(Source data)
★ ★ ★
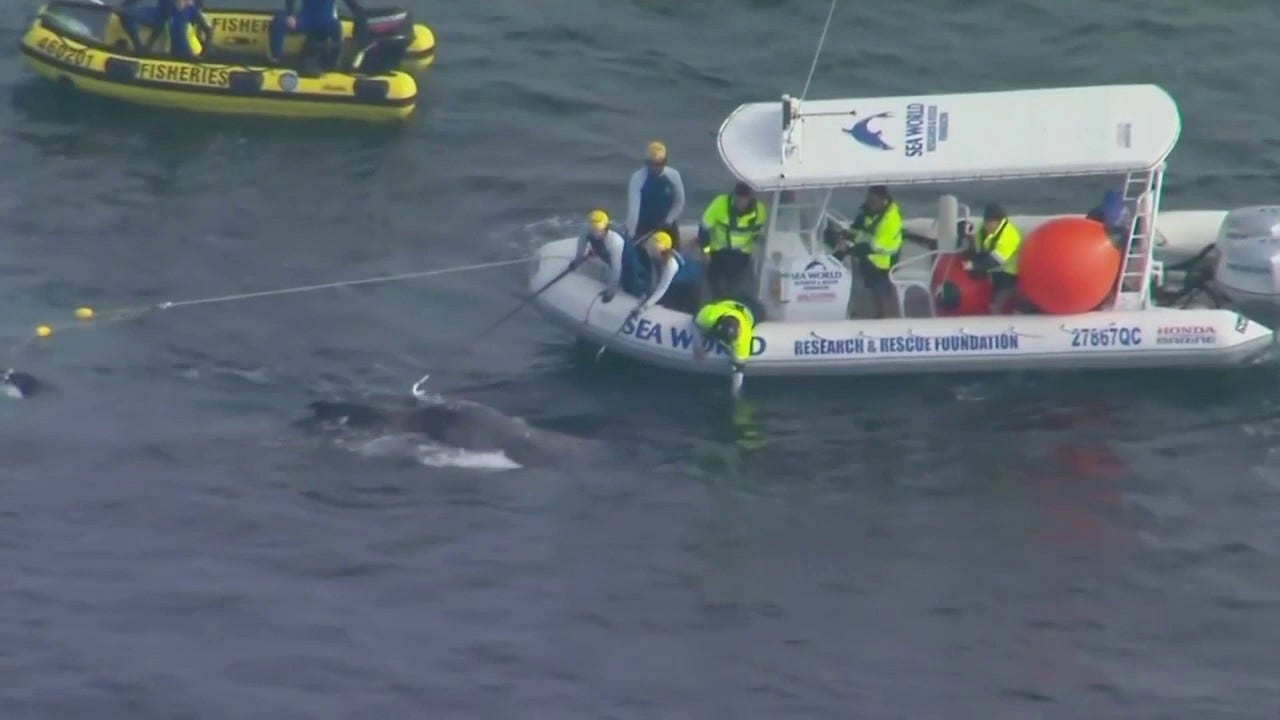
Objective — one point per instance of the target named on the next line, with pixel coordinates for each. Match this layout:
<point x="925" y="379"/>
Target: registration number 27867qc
<point x="1105" y="337"/>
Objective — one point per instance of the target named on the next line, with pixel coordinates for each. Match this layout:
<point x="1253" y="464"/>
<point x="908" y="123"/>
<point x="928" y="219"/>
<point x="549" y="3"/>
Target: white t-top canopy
<point x="918" y="139"/>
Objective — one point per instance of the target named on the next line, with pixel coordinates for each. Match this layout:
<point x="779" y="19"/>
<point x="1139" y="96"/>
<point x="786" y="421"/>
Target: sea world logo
<point x="863" y="132"/>
<point x="926" y="128"/>
<point x="680" y="337"/>
<point x="1187" y="335"/>
<point x="818" y="270"/>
★ ★ ★
- **Problem to solve**
Drop the pictures and set down the data above exactly.

- **Task answer**
Objective — one point per instance of the target named on the next line, with pixel coordinates for each. Match this layout:
<point x="925" y="379"/>
Target: registration number 27867qc
<point x="1105" y="337"/>
Objective — one point per instance of the target named on the next line, with pixel coordinates for each. Match this layout:
<point x="1253" y="464"/>
<point x="908" y="123"/>
<point x="928" y="219"/>
<point x="549" y="3"/>
Target: white t-top canopy
<point x="918" y="139"/>
Objective — one point per instance of the target named on the next line, with pixel coordinates for each. Match this layout:
<point x="779" y="19"/>
<point x="1139" y="96"/>
<point x="786" y="421"/>
Target: sea world logo
<point x="863" y="132"/>
<point x="926" y="128"/>
<point x="680" y="337"/>
<point x="1187" y="335"/>
<point x="818" y="270"/>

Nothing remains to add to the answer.